DOCUMENT EXTRACT -
────────────────────────────────────────

Eguana Provides Business and Financial Updates
02.07.2024
Calgary, Alberta - (Newsfile Corp. – February 7, 2024) - Eguana Technologies Inc. (TSXV: EGT) (OTCQB: EGTYF) ("Eguana" or the “Company”), a leading developer and manufacturer of high-performance energy storage systems, is pleased to provide various business and financial updates.
Financial Update
The Company continues to take prudent action towards navigating a softer than expected renewable energy sector, which has underperformed due to decreased consumer spending related to inflation, high-interest rates, and increased dealer fees. In North America, renewable markets are drastically lower than forecast, and the timing of market recovery is forecasted for the second half of 2024.
In response, the Company furloughed staff in North America before the December Holiday break, with most staff on leave through January and February, and transferred certain personnel into sales positions within our USA sales channel partner. As previously outlined, the Company also rationalized staff in October 2023, with a global headcount reduction of approximately 22 percent. Associated savings related to the North American business, are projected at approximately $2.1M for 2024. Operations in Europe and Australia, where market conditions are significantly better than North America, remain unaffected by the furlough. With functional areas restructured and a priority focus on near-term opportunities, management does not anticipate any near or mid-term impact on operational objectives.
To continue managing short term liquidity risk, the Company successfully negotiated the return of obsolete and/or unusable inventory components (the “Inventory Return”) to a major supply partner. The two parties have entered into an agreement whereby the Inventory Return would result in cash payments to Eguana at full landed cost. Based on the agreement, Eguana expects the total Inventory Return to yield approximately $5.0M in value, including approximately $3.8M in cash and approximately $1.2M of credits against the Company’s outstanding accounts payable to the supply partner. Shipping arrangements have been confirmed and payment is expected in March 2024.
With 2024 component inventory in a strong position, and to match market conditions, Eguana can also reduce further inventory investments in the near term and will benefit from lower component pricing going forward driving expected gross margin improvements to meet 2024 objectives.
As reported in the Company’s financial statements for the period ended September 30, 2023, ongoing delays in accounts receivable collections from a major customer have negatively impacted short-term liquidity. Management continues to work closely with the key customer and has negotiated various offsets that will reduce the receivables balance in exchange for raw materials and finished goods inventory, future manufacturing credits, and a fixed payment schedule, with formalized security rights. The fixed payment schedule is expected to provide a consistent flow of funds to Eguana to fund operating expenses while providing a security interest over the assets held by the customer.

────────────────────────────────────────

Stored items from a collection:
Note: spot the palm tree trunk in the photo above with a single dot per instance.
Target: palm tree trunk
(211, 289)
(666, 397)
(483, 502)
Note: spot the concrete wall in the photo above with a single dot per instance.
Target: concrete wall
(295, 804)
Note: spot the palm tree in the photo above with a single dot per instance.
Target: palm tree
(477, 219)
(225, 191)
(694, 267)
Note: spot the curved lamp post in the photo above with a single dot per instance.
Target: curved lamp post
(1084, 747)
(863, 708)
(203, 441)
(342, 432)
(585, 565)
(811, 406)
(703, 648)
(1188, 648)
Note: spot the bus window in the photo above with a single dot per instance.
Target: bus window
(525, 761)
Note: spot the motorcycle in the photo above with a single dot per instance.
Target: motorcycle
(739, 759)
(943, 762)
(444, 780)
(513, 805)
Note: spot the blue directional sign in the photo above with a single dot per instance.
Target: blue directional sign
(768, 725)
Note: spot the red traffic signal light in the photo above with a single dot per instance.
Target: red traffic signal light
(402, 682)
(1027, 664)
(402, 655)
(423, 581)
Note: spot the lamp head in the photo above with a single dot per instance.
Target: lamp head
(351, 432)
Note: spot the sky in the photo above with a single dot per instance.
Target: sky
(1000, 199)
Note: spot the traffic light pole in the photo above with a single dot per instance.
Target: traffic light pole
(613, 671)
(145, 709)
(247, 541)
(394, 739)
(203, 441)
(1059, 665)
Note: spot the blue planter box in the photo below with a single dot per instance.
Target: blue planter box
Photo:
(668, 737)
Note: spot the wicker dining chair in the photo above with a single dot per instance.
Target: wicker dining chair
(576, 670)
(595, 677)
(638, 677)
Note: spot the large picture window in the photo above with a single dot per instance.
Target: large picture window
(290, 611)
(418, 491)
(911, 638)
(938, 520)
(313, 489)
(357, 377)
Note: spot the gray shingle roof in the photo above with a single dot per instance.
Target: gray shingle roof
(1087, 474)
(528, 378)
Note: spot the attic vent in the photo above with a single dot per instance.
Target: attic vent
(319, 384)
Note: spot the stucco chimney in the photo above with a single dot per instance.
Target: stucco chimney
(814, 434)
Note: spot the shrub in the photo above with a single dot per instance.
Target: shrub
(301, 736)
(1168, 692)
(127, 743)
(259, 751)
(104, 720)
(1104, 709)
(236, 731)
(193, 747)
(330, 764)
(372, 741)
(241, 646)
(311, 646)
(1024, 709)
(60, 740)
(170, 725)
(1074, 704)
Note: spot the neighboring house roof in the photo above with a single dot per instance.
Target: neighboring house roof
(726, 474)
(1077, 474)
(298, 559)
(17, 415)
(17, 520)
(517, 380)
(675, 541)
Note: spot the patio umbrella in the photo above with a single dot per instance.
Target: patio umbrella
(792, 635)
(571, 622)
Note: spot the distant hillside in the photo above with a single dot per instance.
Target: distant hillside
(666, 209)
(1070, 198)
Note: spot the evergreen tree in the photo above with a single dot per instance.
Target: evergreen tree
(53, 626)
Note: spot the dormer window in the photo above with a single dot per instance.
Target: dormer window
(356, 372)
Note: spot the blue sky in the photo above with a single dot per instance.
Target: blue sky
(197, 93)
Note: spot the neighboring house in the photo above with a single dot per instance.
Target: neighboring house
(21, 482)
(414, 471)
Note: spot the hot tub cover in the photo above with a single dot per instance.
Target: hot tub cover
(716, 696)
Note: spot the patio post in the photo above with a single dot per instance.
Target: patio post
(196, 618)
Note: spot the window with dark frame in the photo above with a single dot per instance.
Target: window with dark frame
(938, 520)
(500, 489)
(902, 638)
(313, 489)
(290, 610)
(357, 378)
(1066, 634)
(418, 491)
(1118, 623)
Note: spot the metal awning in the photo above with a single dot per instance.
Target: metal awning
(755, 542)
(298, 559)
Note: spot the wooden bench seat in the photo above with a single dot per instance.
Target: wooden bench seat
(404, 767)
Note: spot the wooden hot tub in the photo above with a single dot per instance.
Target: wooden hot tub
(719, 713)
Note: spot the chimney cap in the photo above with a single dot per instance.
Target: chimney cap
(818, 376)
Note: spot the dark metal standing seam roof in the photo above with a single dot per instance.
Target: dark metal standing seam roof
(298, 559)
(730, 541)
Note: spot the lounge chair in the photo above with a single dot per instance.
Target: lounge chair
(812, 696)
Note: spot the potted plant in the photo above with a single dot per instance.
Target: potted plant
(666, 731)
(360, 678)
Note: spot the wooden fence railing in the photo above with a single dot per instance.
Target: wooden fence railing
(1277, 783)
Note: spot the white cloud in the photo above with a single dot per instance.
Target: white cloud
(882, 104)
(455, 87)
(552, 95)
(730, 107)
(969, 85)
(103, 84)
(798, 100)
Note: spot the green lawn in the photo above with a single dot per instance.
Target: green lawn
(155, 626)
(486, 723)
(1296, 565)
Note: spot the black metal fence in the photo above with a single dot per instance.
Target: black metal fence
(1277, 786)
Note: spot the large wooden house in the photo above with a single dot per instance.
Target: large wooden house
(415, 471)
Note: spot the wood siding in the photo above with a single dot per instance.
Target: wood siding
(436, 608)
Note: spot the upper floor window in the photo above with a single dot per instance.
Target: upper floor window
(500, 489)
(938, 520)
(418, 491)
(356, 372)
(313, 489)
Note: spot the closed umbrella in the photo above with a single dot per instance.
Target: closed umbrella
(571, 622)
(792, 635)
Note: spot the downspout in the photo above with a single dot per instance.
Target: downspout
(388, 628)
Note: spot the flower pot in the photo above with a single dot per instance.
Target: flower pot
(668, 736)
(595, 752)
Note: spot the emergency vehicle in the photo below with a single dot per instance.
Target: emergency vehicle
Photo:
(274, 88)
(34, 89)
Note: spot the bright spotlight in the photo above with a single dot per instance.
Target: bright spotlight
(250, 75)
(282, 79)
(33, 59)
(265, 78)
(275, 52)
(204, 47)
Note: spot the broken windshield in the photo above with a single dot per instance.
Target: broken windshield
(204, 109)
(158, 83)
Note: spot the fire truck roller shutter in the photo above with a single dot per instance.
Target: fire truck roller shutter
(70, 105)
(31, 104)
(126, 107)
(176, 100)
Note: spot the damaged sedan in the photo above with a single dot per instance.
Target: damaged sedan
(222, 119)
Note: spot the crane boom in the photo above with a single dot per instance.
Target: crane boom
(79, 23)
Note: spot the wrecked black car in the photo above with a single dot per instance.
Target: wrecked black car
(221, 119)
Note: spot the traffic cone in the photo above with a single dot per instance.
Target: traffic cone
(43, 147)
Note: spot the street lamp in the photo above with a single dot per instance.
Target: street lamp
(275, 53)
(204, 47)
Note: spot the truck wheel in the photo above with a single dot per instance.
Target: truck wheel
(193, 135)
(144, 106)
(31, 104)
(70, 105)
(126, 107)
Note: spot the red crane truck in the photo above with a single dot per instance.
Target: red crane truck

────────────────────────────────────────

EXERCISE -
Using the Eguana business update, answer these:
1. When is North American renewable market recovery forecast to occur?
2. By about what percent was global headcount reduced in October 2023?
3. About how much cash does Eguana expect from the Inventory Return?
The listing comes from a separate source, not from the Eguana business update.

PROBLEM SOLUTION -
1. In the second half of 2024.
2. About 22 percent.
3. About $3.8M.